> [Exercise task A]
From the entries below, pull out every line that contains the string "visible", matching case exactly.

> [Text]

::::::

[SciPy-Dev] Qhull Delaunay triangulation "equations" attribute

Wed Feb 26 06:45:16 EST 2014

Phil,

not directly answering your question, the upcoming 0.14 release will
include a new class RegularGridInterpolator, which performs efficient
interpolation on rectangular, possibly unevenly spaced, grids in
arbitrary dimensions.  The commit is
https://github.com/scipy/scipy/commit/a90dc2804da21ba4c48c2615facd0ac5848ebe59.

Cheers, Andreas.

On 26.02.2014 12:23, Phil Elson wrote:
> Thanks Pauli,
> 
> Based on what you said, I've simply used the Delaunay.lift_points method
> to take my vertices to the paraboloid. Though I arbitrarily picked a
> paraboloid of scale 1 and shift of 0.
> 
> Is it worth submitting a PR to add a static method for the creation of a
> Delaunay instance from 2 orthogonal 1D coordinates (I've only
> implemented it for the 2D case) in this way? I've found that for
> reasonably large regular grids (800, 1200), manually constructing the
> triangulation can cut ~25s from the ~31s overall execution time.
> 
> Additionally, I've been using LinearNDInterplator which I would like to
> be able to construct with an already computed triangulation instance,
> would there be interest in me submitting a PR for that also?
> 
> Thanks,
> 
> Phil
> 
> 
> 
> On 20 February 2014 17:18, Pauli Virtanen <pav at iki.fi
> <mailto:pav at iki.fi>> wrote:
> 
>     20.02.2014 16:00, Phil Elson kirjoitti:
>     > I'm trying to manually construct a Delaunay triangulation for an
>     orthogonal
>     > 2d grid as described in
>     >
>     http://stackoverflow.com/questions/21888546<http://stackoverflow.com/questions/21888546/regularly-spaced-orthogonal-grid-delaunay-triangulation-computing-the-paraboloi>and
>     > wonder if anybody can help provide some interpretation of the
>     > "equations" values of a scipy.spatial.Delaunay instance.

::::::

> [Exercise task B]
Carry on the Delaunay triangulation thread from its last line.

::::::

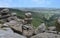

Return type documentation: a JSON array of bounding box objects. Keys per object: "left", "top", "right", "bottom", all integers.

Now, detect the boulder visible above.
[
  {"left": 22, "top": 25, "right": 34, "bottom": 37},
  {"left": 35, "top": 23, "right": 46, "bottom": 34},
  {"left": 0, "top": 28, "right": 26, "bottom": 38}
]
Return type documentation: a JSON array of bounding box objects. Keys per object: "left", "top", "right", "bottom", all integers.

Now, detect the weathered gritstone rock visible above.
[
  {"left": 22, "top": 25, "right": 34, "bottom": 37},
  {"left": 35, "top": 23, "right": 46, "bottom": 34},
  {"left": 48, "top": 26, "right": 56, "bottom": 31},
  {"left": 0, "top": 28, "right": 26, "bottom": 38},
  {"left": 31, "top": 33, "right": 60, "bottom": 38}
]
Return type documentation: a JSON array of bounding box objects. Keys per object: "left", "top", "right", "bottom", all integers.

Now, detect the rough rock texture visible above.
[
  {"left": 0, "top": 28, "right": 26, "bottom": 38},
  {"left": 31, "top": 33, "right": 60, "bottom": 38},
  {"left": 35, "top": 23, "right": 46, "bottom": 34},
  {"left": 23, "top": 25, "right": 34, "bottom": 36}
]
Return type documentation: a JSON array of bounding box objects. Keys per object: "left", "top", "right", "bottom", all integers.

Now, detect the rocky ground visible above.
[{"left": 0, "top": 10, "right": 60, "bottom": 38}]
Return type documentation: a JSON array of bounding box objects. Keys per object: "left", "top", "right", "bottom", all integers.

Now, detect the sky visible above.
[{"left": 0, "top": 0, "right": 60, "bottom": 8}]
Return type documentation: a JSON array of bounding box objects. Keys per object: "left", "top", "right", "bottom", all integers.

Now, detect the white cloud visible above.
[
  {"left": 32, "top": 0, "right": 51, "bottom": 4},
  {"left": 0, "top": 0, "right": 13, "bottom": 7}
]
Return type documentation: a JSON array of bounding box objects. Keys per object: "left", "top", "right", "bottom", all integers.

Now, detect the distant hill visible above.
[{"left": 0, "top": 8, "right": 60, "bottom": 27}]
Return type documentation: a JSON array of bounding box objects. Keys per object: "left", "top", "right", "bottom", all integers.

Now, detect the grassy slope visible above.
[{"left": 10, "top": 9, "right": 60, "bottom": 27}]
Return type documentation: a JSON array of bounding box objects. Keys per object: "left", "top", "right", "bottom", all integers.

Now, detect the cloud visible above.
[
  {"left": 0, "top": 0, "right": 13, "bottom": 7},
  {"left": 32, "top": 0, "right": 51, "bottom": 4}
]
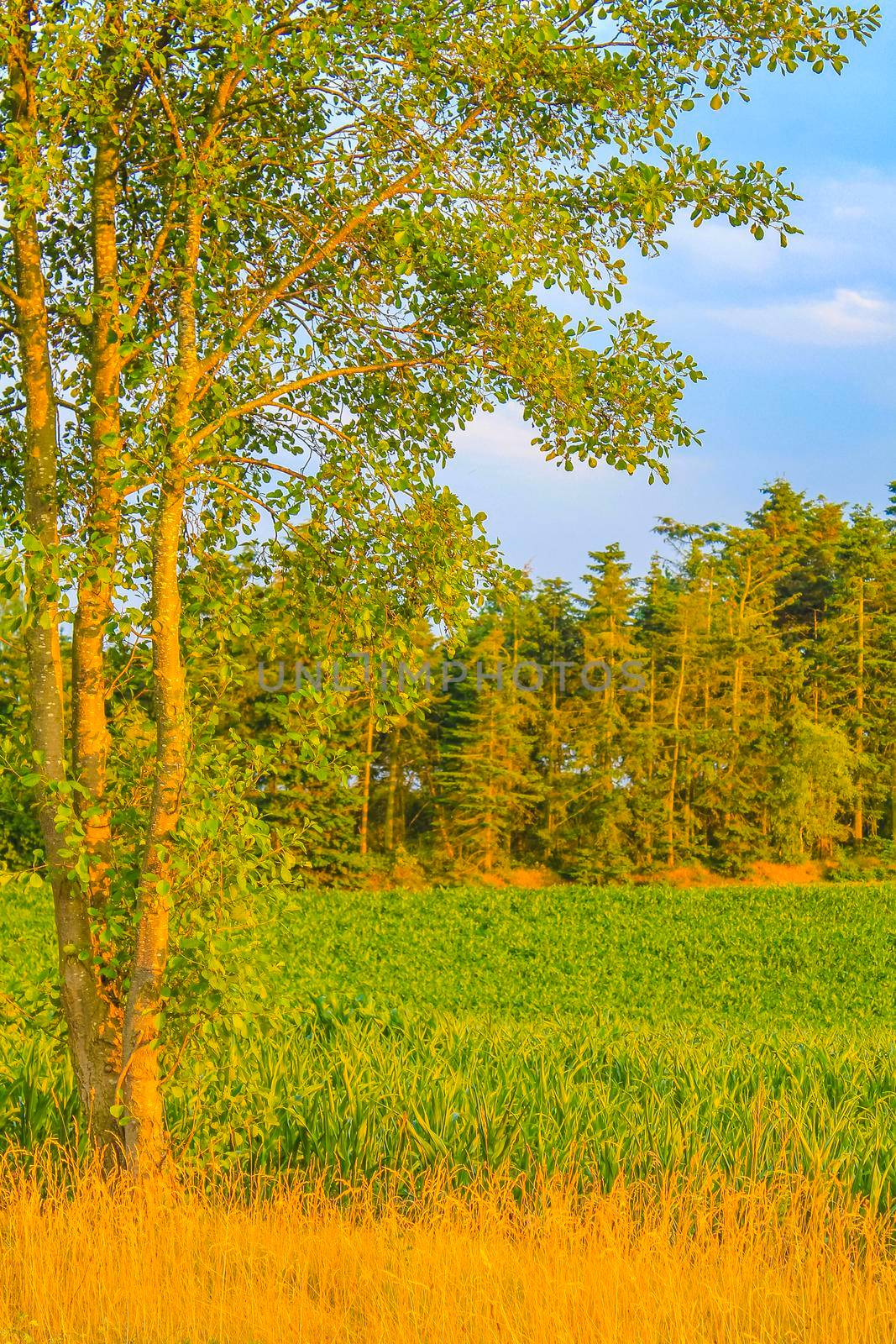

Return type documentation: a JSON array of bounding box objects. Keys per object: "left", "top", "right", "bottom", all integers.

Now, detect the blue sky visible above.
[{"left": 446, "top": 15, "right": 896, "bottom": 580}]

::::::

> [Reply A]
Now, detect the boulder visible above.
Now, detect the weathered gritstone rock visible above.
Now, detect the rough rock texture visible above.
Now, detect the rocky ground visible above.
Now, detect the sky visible above.
Now, detect the white cloud visible above.
Now, detect the distant hill visible above.
Now, detect the grassy slope visible above.
Now, detect the cloud visible above.
Now, detect the blue sky visible above.

> [Reply B]
>     > Essentially I'm working off the premise that it is possible to
>     construct a
>     > Delaunay triangulation from a regular grid without going through the
>     > expensive triangulation stage, does anybody know if that is true
>     or not?
> 
>     Yes, it should be possible to construct the equations manually.
> 
>     For Delaunay, "equations" contains the hyperplane equation defining the
>     convex hull facets in ndim+1 dimensions corresponding to the simplices
>     of the triangulation.
> 
>     You get the ndim+1 dim coordinates for each simplex from the ndim
>     coordinates by adding an additional last coordinate to the vertices of
>     the simplices. The routine Delaunay.lift_points maps points in ndim dims
>     onto the paraboloid in ndim+1.
> 
>     The hyperplane equations should be constructed for the so transformed
>     coordinates, in the form
> 
>             sum([equations[j,k]*x[k] for k in range(ndim+1)])
>             +
>             equations[j,ndim+1]
>             ==
>             0
> 
>     Here, x is the coordinate "lifted" to ndim+1 dims.
> 
>     Geometrically, equations[j,:ndim+1] contains the normal vector of the
>     facet j, and equations[j,ndim+1] the offset scalar.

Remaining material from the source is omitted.